* _Task material_:
------------
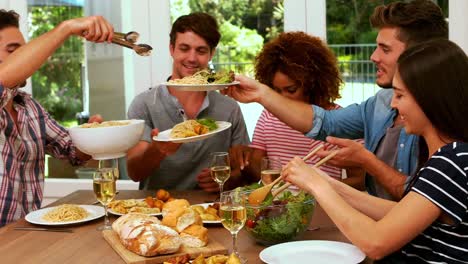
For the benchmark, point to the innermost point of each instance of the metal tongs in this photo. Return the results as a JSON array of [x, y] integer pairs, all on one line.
[[129, 39]]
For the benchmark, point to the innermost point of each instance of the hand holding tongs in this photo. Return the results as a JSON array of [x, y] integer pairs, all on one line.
[[128, 40]]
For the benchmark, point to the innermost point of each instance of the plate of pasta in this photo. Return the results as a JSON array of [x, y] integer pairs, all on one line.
[[184, 132], [200, 87], [203, 80], [65, 214]]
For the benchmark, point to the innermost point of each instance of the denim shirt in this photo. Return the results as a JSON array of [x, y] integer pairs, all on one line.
[[368, 120]]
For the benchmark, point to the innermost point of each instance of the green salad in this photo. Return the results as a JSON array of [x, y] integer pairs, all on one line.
[[280, 220]]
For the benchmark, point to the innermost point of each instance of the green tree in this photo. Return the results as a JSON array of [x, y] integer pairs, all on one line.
[[57, 84]]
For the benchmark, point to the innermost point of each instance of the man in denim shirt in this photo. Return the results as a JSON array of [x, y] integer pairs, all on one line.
[[389, 154]]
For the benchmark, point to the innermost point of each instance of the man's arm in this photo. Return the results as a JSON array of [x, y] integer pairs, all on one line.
[[353, 154], [144, 158], [297, 115], [27, 59]]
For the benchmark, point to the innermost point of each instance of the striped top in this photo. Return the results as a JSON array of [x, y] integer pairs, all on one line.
[[23, 148], [280, 140], [443, 181]]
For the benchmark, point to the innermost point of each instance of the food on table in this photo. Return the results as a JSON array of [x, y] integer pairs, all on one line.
[[146, 237], [206, 77], [215, 259], [163, 195], [150, 205], [134, 205], [174, 205], [181, 218], [280, 220], [105, 124], [65, 213], [210, 213], [188, 128], [194, 236], [131, 220]]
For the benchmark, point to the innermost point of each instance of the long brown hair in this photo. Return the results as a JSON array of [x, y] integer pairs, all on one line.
[[8, 19], [435, 73], [307, 61]]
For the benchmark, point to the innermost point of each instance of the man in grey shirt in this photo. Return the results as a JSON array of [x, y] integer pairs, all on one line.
[[193, 40]]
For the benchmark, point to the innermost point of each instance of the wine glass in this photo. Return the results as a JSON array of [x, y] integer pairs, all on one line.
[[104, 189], [220, 168], [233, 214], [270, 169]]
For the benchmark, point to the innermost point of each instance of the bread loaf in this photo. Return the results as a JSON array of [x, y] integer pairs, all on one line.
[[151, 239], [189, 217], [132, 220], [194, 236], [180, 218], [173, 205]]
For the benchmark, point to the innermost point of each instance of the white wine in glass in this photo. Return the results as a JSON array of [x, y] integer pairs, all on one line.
[[220, 168], [270, 169], [233, 214], [104, 188]]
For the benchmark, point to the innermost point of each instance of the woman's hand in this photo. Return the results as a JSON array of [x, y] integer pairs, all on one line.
[[351, 153], [92, 28], [302, 175], [249, 90]]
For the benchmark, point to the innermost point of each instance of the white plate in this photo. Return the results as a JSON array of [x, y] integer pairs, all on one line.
[[200, 87], [312, 251], [165, 135], [205, 205], [120, 214], [35, 217]]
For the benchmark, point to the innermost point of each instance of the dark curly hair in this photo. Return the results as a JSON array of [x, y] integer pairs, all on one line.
[[418, 20], [199, 23], [304, 59], [8, 19]]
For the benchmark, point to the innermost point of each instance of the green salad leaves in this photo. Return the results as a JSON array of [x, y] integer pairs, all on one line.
[[280, 220]]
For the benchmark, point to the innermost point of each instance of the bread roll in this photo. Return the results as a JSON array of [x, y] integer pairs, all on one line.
[[151, 239], [194, 236], [170, 218], [174, 205], [189, 217], [131, 220]]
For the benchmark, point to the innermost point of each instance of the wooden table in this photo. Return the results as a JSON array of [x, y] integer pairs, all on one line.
[[87, 245]]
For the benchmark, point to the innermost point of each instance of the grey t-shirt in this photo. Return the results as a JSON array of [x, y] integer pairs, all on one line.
[[387, 152], [161, 110]]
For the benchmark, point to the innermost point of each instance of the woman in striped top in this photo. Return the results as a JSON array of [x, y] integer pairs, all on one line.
[[303, 68], [430, 223]]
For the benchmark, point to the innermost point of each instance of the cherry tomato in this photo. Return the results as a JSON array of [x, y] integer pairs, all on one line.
[[250, 223]]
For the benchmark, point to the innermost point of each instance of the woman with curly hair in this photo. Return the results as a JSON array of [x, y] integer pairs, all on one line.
[[303, 68]]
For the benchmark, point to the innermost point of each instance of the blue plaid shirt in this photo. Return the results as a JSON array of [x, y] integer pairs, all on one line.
[[23, 147]]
------------
* _Exercise goal_:
Reproduce verbatim the data above, from the line containing "of the denim" through the line containing "[[23, 148], [280, 140], [443, 181]]", both lines included.

* _Result_:
For the benchmark, point to the innermost point of each instance of the denim shirt in this photo. Return the results as a JSON array of [x, y] integer pairs, all on one line.
[[368, 120]]
For the benchmark, point to the innermost point of each instance of the green salad in this photo. Return the results as a JSON array of [x, y] integer pairs, all on one line.
[[280, 220]]
For the benchmark, point to the innermost point of each instance of the green tree in this photo. Return the results as a JSON array of [x, y] integer pairs, all on one line.
[[57, 84]]
For the benchmark, point to the innermost point of each instance of the man in denim shirt in this photo. Return the results as a JSON array of [x, y] integer pairs, all on one line.
[[389, 154]]
For the benchmark, point to the innermost point of each instance of the man's arm in this photo. Return the results as a JSON array of [x, y] integer pairs, all on one line.
[[353, 154], [144, 158], [297, 115], [27, 59]]
For the benchmark, point to the innermost point of each instance of the striped top in this photo. Return the results as a JSON array of [x, y] integer pairs, all on one line.
[[23, 148], [280, 140], [443, 181]]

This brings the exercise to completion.